WORK REQUIRED:
Copy the lines below without any change, from the very first one through the line that contains "M 0 255 L 22", including that line.

DATA SECTION:
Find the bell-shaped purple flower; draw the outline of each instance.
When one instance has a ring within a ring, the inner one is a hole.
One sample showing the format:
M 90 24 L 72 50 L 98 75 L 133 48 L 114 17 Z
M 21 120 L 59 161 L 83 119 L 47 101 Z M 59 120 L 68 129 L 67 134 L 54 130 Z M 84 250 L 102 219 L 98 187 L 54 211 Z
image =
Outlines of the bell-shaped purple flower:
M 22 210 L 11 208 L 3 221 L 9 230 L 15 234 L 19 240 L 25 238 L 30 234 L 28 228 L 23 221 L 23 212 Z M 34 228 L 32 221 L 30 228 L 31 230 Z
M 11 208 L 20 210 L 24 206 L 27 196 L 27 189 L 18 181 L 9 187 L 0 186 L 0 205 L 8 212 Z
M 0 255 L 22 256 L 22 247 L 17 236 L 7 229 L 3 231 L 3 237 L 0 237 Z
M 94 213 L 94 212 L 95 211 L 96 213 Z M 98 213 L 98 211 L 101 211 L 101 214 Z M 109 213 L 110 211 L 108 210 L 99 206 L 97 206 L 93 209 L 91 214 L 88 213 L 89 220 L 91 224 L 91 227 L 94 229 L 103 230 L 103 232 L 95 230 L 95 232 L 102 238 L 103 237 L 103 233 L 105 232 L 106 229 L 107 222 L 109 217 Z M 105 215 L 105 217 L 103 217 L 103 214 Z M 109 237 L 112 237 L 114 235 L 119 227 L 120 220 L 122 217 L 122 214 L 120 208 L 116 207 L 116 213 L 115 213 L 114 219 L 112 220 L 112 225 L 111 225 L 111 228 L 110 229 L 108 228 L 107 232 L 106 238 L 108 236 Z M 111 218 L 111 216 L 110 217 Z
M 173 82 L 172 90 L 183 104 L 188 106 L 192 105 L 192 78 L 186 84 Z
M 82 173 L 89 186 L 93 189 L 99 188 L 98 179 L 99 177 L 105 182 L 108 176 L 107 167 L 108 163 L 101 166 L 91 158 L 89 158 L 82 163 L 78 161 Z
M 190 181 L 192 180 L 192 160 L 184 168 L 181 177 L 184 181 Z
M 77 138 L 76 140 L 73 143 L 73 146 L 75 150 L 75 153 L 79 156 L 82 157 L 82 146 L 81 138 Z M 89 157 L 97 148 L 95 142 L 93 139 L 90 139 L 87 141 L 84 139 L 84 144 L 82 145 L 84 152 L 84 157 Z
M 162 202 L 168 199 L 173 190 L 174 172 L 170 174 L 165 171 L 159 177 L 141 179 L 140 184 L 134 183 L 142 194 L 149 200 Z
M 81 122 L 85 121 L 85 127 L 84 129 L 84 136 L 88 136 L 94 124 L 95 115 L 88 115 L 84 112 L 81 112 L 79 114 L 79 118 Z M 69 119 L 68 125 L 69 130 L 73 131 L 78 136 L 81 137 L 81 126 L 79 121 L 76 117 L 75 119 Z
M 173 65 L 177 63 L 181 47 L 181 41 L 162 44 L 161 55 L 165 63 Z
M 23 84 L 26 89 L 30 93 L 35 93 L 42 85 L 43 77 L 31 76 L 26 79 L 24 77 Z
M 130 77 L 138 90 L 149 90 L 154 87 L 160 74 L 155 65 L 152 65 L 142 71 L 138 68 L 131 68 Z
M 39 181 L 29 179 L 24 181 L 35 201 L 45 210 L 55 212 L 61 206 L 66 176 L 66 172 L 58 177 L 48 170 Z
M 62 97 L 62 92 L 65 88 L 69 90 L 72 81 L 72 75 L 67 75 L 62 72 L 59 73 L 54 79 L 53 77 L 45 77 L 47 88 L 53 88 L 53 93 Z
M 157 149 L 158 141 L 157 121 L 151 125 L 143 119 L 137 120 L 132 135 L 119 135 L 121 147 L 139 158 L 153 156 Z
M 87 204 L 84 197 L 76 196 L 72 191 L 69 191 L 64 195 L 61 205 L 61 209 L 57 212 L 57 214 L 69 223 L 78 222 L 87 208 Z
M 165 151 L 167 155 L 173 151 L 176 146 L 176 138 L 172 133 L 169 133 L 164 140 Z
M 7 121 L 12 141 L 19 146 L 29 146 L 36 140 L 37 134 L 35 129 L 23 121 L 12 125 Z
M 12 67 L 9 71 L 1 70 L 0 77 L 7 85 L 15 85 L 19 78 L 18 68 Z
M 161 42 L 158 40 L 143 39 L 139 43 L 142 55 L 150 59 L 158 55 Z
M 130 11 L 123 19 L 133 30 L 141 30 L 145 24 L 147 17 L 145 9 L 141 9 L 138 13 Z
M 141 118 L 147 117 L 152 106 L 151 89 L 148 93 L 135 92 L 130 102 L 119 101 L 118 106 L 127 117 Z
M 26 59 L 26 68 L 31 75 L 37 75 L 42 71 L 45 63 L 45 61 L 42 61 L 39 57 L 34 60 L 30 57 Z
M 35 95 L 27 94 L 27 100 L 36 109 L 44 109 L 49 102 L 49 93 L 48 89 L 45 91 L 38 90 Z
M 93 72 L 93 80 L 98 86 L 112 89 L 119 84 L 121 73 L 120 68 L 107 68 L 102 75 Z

WRITTEN SOLUTION:
Find the bell-shaped purple flower; draw the outline of each instance.
When one instance has a ring within a ring, the inner one is a hole.
One sample showing the format:
M 90 24 L 72 50 L 98 75 L 133 48 L 114 17 Z
M 21 120 L 59 161 L 83 119 L 47 101 Z M 59 120 L 68 129 L 67 134 L 54 130 Z M 84 250 L 102 219 L 98 187 L 54 211 Z
image =
Outlines of the bell-shaped purple flower:
M 22 210 L 11 208 L 3 221 L 9 230 L 15 234 L 19 240 L 25 238 L 30 234 L 28 228 L 23 221 L 23 212 Z M 34 228 L 32 221 L 30 228 L 31 230 Z
M 11 208 L 20 210 L 24 206 L 27 196 L 27 189 L 18 181 L 9 187 L 0 186 L 0 205 L 8 212 Z
M 0 255 L 22 256 L 22 247 L 17 236 L 7 229 L 3 231 L 3 237 L 0 237 Z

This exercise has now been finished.